**THE PROBLEM**: How many lines in the data below contain the word "background"? Reply with the number only.

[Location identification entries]
— begin —

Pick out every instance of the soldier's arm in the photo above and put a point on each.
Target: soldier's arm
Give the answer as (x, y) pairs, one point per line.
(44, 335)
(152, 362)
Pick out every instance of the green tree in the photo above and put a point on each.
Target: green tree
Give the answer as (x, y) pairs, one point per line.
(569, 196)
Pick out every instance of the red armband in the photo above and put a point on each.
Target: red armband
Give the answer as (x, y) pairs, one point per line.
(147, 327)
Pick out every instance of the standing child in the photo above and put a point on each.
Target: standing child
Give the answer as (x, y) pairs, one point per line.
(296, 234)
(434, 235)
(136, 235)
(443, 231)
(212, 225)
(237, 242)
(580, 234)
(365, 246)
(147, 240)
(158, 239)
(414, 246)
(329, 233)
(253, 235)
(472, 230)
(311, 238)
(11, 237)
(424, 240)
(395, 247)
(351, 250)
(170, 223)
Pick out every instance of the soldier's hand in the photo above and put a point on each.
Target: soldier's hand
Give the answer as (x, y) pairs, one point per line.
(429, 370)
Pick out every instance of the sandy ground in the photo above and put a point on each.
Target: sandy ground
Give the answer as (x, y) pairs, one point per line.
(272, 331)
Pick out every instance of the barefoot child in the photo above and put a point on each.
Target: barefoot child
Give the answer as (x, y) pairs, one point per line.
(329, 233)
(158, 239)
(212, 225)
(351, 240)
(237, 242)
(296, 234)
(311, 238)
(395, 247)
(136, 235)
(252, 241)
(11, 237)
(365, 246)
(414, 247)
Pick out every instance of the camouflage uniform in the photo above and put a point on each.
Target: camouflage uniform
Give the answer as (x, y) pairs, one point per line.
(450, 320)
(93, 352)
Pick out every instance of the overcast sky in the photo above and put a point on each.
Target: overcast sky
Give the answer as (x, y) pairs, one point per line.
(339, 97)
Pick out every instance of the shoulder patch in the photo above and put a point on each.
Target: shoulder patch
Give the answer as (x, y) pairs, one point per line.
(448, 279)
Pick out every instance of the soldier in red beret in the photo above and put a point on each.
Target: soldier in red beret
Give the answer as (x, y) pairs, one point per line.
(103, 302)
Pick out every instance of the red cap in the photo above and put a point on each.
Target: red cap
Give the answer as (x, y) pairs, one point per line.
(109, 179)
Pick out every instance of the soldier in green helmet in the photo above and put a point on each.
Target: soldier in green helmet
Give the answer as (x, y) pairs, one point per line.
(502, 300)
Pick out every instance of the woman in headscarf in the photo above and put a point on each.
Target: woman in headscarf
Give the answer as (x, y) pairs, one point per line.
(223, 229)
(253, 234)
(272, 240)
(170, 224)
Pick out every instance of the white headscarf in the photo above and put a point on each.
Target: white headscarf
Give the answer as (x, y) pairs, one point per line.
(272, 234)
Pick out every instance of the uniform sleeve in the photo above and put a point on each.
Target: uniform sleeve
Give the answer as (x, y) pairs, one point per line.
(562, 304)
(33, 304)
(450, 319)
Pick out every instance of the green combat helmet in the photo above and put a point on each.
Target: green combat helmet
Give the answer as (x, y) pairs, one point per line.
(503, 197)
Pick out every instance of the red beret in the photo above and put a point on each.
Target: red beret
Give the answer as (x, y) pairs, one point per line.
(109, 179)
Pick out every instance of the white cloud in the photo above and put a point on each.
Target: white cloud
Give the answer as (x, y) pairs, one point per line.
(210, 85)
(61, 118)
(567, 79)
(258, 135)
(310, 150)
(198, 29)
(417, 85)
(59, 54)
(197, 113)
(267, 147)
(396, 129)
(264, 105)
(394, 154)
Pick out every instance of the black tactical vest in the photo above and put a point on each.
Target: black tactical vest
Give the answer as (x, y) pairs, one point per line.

— end —
— begin —

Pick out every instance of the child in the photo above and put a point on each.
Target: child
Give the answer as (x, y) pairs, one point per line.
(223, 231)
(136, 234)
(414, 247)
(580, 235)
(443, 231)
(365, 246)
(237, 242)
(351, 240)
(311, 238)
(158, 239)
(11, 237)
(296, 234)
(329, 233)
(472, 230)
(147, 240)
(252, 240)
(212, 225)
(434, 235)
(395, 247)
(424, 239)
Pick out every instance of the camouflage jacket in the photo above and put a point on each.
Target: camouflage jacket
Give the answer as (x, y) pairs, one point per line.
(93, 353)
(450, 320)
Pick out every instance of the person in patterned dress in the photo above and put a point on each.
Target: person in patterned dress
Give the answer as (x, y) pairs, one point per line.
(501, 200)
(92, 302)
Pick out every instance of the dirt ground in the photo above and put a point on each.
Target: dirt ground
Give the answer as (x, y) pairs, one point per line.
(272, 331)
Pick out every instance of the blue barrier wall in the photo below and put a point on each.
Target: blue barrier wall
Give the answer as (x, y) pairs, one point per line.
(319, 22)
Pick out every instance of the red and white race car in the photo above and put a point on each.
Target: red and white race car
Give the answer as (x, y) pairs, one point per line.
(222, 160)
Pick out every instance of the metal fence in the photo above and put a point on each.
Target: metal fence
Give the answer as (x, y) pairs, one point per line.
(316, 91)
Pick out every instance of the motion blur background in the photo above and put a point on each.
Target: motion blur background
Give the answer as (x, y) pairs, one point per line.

— end —

**RESPONSE BELOW**: 2